ASSIGNED TASK => Once more, print the records exactly as given.
☆ ☆ ☆ ☆ ☆ ☆ ☆
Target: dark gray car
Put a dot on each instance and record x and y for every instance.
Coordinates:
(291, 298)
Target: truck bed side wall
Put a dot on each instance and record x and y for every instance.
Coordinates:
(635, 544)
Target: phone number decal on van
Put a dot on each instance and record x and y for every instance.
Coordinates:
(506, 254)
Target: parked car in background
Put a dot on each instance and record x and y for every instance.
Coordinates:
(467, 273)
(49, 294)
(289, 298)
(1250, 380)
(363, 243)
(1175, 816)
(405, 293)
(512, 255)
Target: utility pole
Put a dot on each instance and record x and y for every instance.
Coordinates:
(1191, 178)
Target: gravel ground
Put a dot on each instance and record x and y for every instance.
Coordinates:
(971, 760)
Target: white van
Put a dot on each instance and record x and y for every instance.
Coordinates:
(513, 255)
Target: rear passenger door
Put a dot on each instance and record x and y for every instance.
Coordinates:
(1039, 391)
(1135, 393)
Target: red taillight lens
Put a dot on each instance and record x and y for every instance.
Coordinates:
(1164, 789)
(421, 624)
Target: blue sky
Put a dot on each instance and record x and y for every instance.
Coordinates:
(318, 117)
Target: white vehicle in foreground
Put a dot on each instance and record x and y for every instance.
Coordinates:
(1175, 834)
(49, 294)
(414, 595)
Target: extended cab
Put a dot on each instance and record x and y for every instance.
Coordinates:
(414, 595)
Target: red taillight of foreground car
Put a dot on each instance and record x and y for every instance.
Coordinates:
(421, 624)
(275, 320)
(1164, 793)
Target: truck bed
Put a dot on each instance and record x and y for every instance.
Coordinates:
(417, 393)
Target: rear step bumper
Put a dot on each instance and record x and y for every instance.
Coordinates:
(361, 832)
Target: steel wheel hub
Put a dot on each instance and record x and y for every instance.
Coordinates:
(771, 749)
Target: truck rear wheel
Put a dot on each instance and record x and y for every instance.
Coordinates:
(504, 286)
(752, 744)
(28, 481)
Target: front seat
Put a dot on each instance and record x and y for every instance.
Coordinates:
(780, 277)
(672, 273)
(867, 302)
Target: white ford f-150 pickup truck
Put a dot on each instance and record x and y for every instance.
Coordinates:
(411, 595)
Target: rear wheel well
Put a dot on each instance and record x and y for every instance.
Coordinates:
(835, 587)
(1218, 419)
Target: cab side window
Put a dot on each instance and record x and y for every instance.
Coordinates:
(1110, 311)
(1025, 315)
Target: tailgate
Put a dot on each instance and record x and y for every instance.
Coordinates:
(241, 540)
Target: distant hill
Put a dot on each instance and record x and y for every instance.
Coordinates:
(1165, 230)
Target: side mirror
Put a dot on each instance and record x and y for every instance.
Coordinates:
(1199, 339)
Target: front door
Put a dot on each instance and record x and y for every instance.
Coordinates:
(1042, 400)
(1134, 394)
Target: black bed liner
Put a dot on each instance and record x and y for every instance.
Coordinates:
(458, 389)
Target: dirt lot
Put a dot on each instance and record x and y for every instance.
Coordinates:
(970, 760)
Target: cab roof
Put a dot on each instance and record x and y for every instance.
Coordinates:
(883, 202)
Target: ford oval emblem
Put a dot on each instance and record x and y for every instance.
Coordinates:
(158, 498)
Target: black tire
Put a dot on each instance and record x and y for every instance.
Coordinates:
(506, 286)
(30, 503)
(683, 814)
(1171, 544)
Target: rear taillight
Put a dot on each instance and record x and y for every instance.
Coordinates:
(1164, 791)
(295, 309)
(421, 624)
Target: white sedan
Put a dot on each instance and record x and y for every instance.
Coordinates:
☆ ☆ ☆ ☆ ☆ ☆ ☆
SOLUTION TO THIS TASK =>
Target: dark gray car
Put a dot on each instance and record x and y for every instance.
Coordinates:
(291, 298)
Target: truck bed side wall
Put a dot on each instance and record x and y for every instance.
Coordinates:
(635, 544)
Target: phone number decal on van
Put a dot on each instance and record x and y for every instance.
Coordinates:
(506, 254)
Target: parked car in background
Put a dot on each instance and record x and y for every instance.
Coordinates:
(467, 273)
(49, 294)
(289, 298)
(1250, 380)
(363, 243)
(1175, 816)
(405, 293)
(512, 255)
Target: utility pole
Put a dot on each instance and record x and y for every instance.
Coordinates:
(1191, 178)
Target: gravel ground
Put a dot on each instance and record x and y for every instance.
Coordinates:
(971, 760)
Target: white van
Put a dot on each instance and record x and y for every instance.
Coordinates:
(513, 255)
Target: rear passenger door
Put a dot on each instance and record x and y for every instance.
Coordinates:
(1039, 391)
(1135, 393)
Target: red taillight lens
Put a dot on each instance and record x and y for every instance.
Coordinates:
(1164, 789)
(421, 624)
Target: blue sky
Put a dot on each instance and record x and y for every instance.
Coordinates:
(318, 117)
Target: white vehicle in foreground
Put a dot on each instance and record x and y for every instance.
Coordinates:
(1175, 834)
(49, 294)
(414, 595)
Target: extended cab
Put a dot on each instance and record x and y for every instance.
Coordinates:
(414, 595)
Target: red taillight of foreground car
Put a dot on each instance and record x and y for every instance.
Coordinates:
(421, 624)
(275, 320)
(1164, 793)
Target: truck bed
Put a dot on each instance and record x and y for every instance.
Coordinates:
(417, 393)
Target: rear step bumper
Put a dot on each instance and record x and y for every instance.
Coordinates:
(361, 832)
Target: steel wheel hub
Put a dot on each instance and record x and y for every instance.
Coordinates:
(771, 749)
Target: truck rear wheel
Put a dot on each instance and record x and y for every instance.
Coordinates:
(504, 286)
(752, 744)
(28, 481)
Target: front seat
Put a dot on each instance and record x and y for every instance.
Coordinates:
(780, 277)
(672, 273)
(867, 302)
Target: white ford f-150 pickup truck
Put a dot on each instance and record x and y for every instance.
Coordinates:
(411, 595)
Target: rear wheel well
Put a dot on each instance and record x and y for every instance.
Coordinates:
(835, 587)
(1218, 419)
Target: cab side window
Put a dot on each instance and record x and y for every instance.
Coordinates:
(1110, 311)
(1025, 315)
Target: tailgate
Put a dot on each instance and record x and y for every instance.
Coordinates:
(241, 540)
Target: distant hill
Put a dot on each instance and record x and y for every instance.
Coordinates:
(1165, 230)
Target: side mirror
Put a dot on each instance and record x and y for every instance.
Coordinates:
(1199, 339)
Target: front door
Put a dot on each instance and record x and y for every instance.
Coordinates:
(1042, 400)
(1134, 394)
Target: black bed liner
Put a dot on each instance and record x and y for every instance.
Coordinates:
(458, 389)
Target: dirt lot
Put a dot on each instance and record x and y for every instance.
Coordinates:
(970, 760)
Target: cab roof
Put a dot on each instance and record x and y for every instance.
Coordinates:
(883, 202)
Target: ford oval emblem
Put a dot on each instance and record x and y for every instance.
Coordinates:
(158, 498)
Target: black tire
Put a dot on each instance and record x and y for every instance.
Coordinates:
(506, 286)
(30, 503)
(683, 814)
(1171, 544)
Target: rear taillight
Put a dot on each instance and record x and y for every instance.
Coordinates:
(1164, 791)
(295, 309)
(421, 624)
Target: white sedan
Put a dot on each instance and record x and y for every instance.
Coordinates:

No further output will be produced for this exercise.